→ Trecho do texto:
EW: Alguns criticam o PAD pela radicalização. Por que a recusa ao diálogo?

O PAD, em seu texto, visa criar condições favoráveis para que as pessoas possam se expressar livremente. Não há radicalismo em ajudar o povo a se dotar soberanamente de uma Constituição que atenda às suas aspirações. Onde está o radicalismo, quando o PAD exige a libertação de presos políticos? Onde está o radicalismo em exigir o fim da repressão? A questão é diferente. Quem jogou centenas na prisão? Quem proíbe a realização de manifestações pacíficas? Quão radical é se opor a repetidos golpes que visam manter um regime obsoleto? As forças da Alternativa Democrática estão convencidas de que não há mudança com a manutenção do sistema atual e agem de acordo com essa convicção.

EW: As tentativas de unificar suas forças falharam. Hoje, os líderes do PAD aspiram a criar esse contra-poder?

A Alternativa Democrática é uma estrutura de amplo agrupamento político, sindical e associativo com várias orientações políticas que atuam na revolução. Elas rejeitaram os subterfúgios do poder que visa manter o sistema/regime. A recusa em participar das eleições de 12 de dezembro foi totalmente adequada às demandas de ruptura do povo. Ao fazer campanha por um processo constituinte soberano, as forças da Alternativa se recusam a reduzir o problema à mudança de pessoas. O regime deve mudar por meio da democracia e da soberania popular.

EW: Como você vê a saída para a atual crise?

Desde 22 de fevereiro, o povo argelino está em um processo revolucionário histórico, e colocou a questão do poder. Quem governará, em benefício de quem? O sistema baseado em instituições ilegítimas e antidemocráticas, com políticas anti-sociais e até anti-nacionais tem que desaparecer. A repressão, as prisões arbitrárias… longe de reverter a revolução, reforçaram a convicção da maioria de continuar a luta por sua soberania. O slogan “Blad bladna ou ndirou rayna!” (este país é nosso, fazemos o que queremos com ele) reflete a vontade de soberania.

→ Dados de expressões referenciais baseadas em fotos:
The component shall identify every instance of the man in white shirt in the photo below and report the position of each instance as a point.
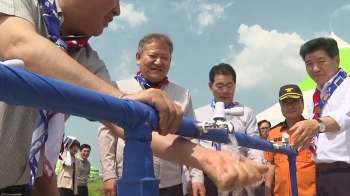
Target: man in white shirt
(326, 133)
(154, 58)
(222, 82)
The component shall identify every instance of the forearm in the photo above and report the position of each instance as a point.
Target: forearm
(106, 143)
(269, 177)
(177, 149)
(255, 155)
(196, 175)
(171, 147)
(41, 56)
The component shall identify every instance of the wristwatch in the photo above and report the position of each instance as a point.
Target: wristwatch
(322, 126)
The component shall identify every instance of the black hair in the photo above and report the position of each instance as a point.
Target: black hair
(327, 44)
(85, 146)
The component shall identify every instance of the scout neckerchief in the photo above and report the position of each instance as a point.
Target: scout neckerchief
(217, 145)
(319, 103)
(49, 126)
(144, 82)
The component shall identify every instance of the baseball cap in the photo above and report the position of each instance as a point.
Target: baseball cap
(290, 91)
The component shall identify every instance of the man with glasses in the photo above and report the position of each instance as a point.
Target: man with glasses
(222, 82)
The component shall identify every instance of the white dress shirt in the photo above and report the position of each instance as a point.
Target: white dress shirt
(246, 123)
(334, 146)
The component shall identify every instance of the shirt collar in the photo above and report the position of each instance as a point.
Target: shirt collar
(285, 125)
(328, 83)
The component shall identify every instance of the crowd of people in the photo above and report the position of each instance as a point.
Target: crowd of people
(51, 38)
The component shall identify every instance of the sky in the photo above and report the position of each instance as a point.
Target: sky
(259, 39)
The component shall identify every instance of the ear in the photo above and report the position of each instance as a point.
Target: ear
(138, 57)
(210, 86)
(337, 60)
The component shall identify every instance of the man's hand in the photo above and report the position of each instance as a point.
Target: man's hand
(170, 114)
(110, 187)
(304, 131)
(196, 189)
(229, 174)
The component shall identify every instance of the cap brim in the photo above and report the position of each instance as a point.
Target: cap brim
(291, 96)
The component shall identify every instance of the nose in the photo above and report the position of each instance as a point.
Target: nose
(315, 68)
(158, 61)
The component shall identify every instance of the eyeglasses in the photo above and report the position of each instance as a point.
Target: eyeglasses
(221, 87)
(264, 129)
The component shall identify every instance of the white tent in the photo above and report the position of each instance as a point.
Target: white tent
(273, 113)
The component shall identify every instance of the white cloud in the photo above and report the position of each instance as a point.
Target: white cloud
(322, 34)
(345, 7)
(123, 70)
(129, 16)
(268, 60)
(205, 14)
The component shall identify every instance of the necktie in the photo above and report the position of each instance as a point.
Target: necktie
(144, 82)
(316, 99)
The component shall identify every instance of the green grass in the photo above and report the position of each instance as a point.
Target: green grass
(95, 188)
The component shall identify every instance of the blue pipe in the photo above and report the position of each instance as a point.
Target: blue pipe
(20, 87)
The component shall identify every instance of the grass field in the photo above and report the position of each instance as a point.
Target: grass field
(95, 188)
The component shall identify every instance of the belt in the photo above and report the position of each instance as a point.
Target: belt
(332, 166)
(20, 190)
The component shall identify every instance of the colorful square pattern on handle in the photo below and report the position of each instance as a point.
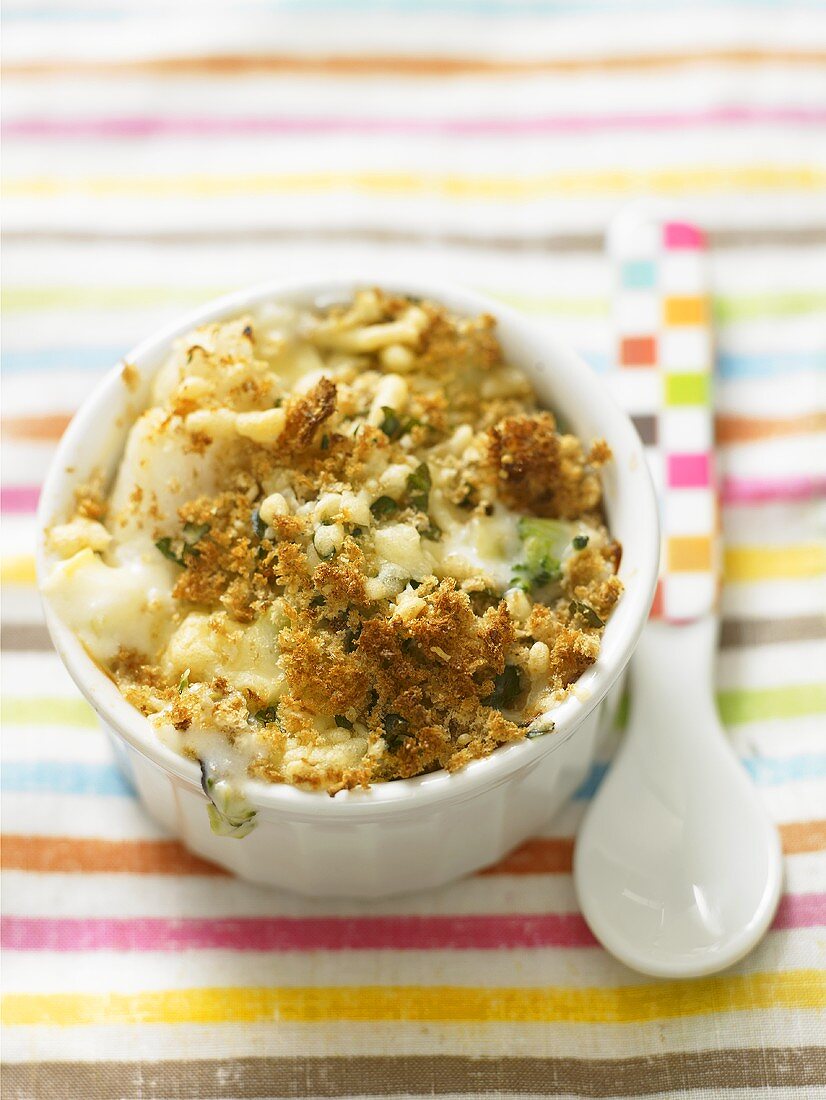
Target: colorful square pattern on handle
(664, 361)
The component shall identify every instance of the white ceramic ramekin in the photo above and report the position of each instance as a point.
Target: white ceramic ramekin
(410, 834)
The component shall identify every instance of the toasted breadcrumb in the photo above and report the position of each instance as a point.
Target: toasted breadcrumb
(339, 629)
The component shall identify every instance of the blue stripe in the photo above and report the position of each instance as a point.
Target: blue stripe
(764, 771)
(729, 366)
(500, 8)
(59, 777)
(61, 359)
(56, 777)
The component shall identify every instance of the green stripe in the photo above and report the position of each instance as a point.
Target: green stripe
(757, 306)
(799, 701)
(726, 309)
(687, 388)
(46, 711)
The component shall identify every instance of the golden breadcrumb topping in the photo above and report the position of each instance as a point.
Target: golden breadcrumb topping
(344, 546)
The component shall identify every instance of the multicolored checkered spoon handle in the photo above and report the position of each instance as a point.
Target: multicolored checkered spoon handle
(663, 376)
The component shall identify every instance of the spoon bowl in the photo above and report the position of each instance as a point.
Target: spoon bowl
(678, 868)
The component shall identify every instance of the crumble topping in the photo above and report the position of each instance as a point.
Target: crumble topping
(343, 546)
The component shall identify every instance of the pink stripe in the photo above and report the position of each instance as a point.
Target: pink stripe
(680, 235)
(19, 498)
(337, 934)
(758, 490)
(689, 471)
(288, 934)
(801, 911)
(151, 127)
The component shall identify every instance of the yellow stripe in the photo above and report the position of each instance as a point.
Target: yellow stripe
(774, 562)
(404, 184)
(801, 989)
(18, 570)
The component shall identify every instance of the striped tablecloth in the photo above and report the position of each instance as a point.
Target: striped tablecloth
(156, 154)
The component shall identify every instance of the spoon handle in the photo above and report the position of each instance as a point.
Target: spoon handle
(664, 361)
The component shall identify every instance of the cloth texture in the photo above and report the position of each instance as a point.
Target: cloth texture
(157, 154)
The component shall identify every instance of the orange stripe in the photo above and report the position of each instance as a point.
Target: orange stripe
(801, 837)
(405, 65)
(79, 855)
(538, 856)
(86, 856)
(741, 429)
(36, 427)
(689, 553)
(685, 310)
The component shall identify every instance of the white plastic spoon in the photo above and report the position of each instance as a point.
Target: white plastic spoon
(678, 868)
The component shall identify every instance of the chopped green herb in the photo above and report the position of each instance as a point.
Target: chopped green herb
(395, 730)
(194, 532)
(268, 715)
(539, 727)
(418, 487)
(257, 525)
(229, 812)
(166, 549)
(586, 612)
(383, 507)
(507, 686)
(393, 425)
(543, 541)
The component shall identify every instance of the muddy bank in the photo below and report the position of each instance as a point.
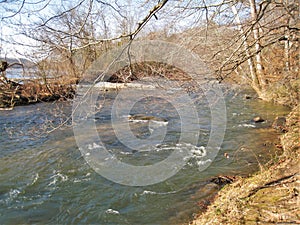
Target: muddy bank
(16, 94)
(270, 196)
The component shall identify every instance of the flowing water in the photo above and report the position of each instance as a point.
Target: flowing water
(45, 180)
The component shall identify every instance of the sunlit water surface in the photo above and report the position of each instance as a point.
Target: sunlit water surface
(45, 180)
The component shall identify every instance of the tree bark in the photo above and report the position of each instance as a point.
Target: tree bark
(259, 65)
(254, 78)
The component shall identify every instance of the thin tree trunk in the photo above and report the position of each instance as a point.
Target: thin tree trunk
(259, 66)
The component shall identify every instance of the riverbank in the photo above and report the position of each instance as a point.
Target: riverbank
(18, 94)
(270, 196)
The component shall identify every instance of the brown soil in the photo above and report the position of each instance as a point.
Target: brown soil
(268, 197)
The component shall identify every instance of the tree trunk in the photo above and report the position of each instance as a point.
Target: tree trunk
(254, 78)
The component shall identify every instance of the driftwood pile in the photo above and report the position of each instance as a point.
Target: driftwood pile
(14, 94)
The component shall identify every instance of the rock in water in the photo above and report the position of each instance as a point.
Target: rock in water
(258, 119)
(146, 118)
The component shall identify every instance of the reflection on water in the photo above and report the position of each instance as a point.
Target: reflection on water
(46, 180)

→ Usando as informações:
- a) Substitua "eleições" por "votações" no trecho da entrevista sobre a Alternativa Democrática que vai de "A Alternativa Democrática é" a "a atual crise?".
- b) Segundo a entrevista sobre a Alternativa Democrática, desde quando o povo argelino está em um processo revolucionário histórico?
- c) Continue a entrevista sobre a Alternativa Democrática a partir do ponto em que ela termina.

→ Respostas das tarefas:
- a)
A Alternativa Democrática é uma estrutura de amplo agrupamento político, sindical e associativo com várias orientações políticas que atuam na revolução. Elas rejeitaram os subterfúgios do poder que visa manter o sistema/regime. A recusa em participar das votações de 12 de dezembro foi totalmente adequada às demandas de ruptura do povo. Ao fazer campanha por um processo constituinte soberano, as forças da Alternativa se recusam a reduzir o problema à mudança de pessoas. O regime deve mudar por meio da democracia e da soberania popular.

EW: Como você vê a saída para a atual crise?

- b) Desde 22 de fevereiro.

- c)
Para nós, a democracia reside numa Constituinte que estabelecerá a soberania do povo sobre os recursos naturais para satisfazer as aspirações que se expressam há 11 meses, começando pelos hidrocarbonetos [o país é grande produtor de petróleo e gás – NdOT]. Uma Constituinte que ponha fim à venda dos bens nacionais, restabeleça o regime de soberania 51/49 [cláusula de maioria estatal de propriedade – NdOT], que salve o sistema de seguridade social e aumente o poder aquisitivo. Essa Constituinte repelirá todas as tentativas de ingerência estrangeira e não aceitará a pressão de governos estrangeiros que tentem nos empurrar para o atoleiro da Líbia, como os da França e Turquia. Isso é possível e realizável. A situação revolucionária em que vivemos exige um debate livre entre todos os argelinos. A mudança só pode advir da plena soberania do povo, traído muitas vezes por falsas promessas de “reforma”.

EW: O alerta sobre a saúde de Luisa Hanune que você lançou encontrou ressonância?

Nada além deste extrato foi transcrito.